> **TEKS YANG DISEDIAKAN**:
= = =
Monophones dari Yogyakarta membawakan musik-musik mereka yang cukup membuat penonton ”merinding”. Vokal Alexandria yang entah berapa oktaf tingginya, dibalut dengan musik nan apik dari personil lainnya. Untuk beberapa lagu Monophones juga dibantu oleh Ricky dari White Shoes and The Couples Company.
Walaupun hampir 80 persen band yang tampil adalah band indie, namun crowd yang datang malam itu bukan hanya dari satu komunitas saja. Mungkin memang karena musik yang diusung Naif cenderung mudah diterima masyarakat, walaupun tidak seperti musik mainstream kebanyakan.
Namun puncak performance malam itu memang dipegang oleh Tika, yang malam itu membawa band pendukung barunya yang bernama Wrong is the New Right. Membuka penampilannya dengan ”Smells Like Teen Spirit”nya Nirvana yang dinyanyikan ala Tori Amos, Tika kemudian membawakan lagunya ”Under Their Feet” yang cukup misterius itu. Lagu Naif ”Dia Adalah Pusaka Sejumlah Umat Manusia Yang Ada Di Seluruh Dunia” pun disulap menjadi lagu bernuansa jazz dan soulful-like ala Nina Simone.
= = =
Catatan Tersimpan
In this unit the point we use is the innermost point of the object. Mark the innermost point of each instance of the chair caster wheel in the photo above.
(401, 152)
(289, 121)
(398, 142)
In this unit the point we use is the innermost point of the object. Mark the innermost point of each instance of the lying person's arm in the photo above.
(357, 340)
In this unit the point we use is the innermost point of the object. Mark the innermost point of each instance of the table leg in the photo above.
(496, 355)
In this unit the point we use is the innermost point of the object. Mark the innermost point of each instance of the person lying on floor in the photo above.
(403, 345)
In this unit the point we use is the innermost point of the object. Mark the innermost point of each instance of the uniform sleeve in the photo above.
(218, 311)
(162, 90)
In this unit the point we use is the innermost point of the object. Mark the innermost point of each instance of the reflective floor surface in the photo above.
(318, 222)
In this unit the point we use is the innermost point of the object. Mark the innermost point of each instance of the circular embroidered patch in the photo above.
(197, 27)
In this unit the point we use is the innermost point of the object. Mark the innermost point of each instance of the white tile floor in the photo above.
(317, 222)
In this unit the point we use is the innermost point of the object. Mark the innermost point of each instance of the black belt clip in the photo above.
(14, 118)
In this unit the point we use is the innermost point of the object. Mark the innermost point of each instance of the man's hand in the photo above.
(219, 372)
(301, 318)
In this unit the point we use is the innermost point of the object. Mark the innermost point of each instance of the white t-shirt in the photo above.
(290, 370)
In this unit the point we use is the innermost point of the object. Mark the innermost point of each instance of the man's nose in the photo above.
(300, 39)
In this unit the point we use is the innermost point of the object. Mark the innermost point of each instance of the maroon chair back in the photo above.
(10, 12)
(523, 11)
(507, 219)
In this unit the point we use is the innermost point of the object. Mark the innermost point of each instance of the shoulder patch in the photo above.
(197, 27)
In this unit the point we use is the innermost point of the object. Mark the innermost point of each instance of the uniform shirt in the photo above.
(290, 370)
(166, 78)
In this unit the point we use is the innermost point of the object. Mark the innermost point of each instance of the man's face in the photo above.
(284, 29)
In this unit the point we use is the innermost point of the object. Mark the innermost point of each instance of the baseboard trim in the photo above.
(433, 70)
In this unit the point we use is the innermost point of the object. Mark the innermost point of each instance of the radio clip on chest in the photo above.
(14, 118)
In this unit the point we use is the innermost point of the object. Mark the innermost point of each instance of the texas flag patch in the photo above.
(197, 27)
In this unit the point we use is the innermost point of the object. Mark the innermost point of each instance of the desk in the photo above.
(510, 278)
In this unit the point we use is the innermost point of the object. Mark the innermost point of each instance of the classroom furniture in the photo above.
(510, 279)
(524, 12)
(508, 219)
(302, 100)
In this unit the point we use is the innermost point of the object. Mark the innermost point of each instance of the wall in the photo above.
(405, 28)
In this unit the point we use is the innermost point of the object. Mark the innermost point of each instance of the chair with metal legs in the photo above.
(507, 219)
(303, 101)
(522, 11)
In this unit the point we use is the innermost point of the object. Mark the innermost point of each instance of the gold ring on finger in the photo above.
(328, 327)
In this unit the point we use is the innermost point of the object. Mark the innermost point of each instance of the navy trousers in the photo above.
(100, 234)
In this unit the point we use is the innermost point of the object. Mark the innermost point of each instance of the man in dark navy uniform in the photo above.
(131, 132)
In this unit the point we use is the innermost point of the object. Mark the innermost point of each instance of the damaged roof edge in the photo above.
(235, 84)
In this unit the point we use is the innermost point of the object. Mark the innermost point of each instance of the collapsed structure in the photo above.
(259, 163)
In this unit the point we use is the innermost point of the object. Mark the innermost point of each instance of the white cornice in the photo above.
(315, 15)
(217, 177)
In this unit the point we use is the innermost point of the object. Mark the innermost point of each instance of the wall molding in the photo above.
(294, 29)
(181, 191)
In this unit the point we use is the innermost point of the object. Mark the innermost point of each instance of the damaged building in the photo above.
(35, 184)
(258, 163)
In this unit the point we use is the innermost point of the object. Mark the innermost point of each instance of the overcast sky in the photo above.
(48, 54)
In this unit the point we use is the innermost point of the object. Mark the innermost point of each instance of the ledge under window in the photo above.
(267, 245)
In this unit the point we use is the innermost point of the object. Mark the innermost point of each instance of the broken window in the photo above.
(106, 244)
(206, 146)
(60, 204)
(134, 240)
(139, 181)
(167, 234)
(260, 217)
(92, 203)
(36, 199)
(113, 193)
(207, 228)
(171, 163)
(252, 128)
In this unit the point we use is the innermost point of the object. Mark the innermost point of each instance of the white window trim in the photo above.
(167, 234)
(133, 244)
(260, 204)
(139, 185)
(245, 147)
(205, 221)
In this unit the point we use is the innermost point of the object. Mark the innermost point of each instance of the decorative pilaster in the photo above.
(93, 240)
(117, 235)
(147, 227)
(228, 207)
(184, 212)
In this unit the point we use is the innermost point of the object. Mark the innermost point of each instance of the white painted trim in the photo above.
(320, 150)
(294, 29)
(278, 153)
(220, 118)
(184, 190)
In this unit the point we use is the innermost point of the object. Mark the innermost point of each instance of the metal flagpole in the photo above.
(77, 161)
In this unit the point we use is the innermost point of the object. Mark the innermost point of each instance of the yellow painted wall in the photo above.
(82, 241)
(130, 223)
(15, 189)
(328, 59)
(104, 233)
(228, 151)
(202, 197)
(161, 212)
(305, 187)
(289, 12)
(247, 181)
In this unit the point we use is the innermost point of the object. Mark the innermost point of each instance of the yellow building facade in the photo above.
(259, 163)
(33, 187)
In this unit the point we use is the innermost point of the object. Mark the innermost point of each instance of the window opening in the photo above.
= = =
> **DAFTAR TUGAS**:
a) Salinlah dengan tepat bagian dari teks ulasan konser, mulai dari "Walaupun hampir 80" dan berakhir pada "ala Nina Simone.".
b) Menurut teks ulasan konser, apa nama band pendukung baru yang dibawa Tika malam itu?

> **JAWABAN TIAP TUGAS**:
a)
Walaupun hampir 80 persen band yang tampil adalah band indie, namun crowd yang datang malam itu bukan hanya dari satu komunitas saja. Mungkin memang karena musik yang diusung Naif cenderung mudah diterima masyarakat, walaupun tidak seperti musik mainstream kebanyakan.
Namun puncak performance malam itu memang dipegang oleh Tika, yang malam itu membawa band pendukung barunya yang bernama Wrong is the New Right. Membuka penampilannya dengan ”Smells Like Teen Spirit”nya Nirvana yang dinyanyikan ala Tori Amos, Tika kemudian membawakan lagunya ”Under Their Feet” yang cukup misterius itu. Lagu Naif ”Dia Adalah Pusaka Sejumlah Umat Manusia Yang Ada Di Seluruh Dunia” pun disulap menjadi lagu bernuansa jazz dan soulful-like ala Nina Simone.

b) Wrong is the New Right.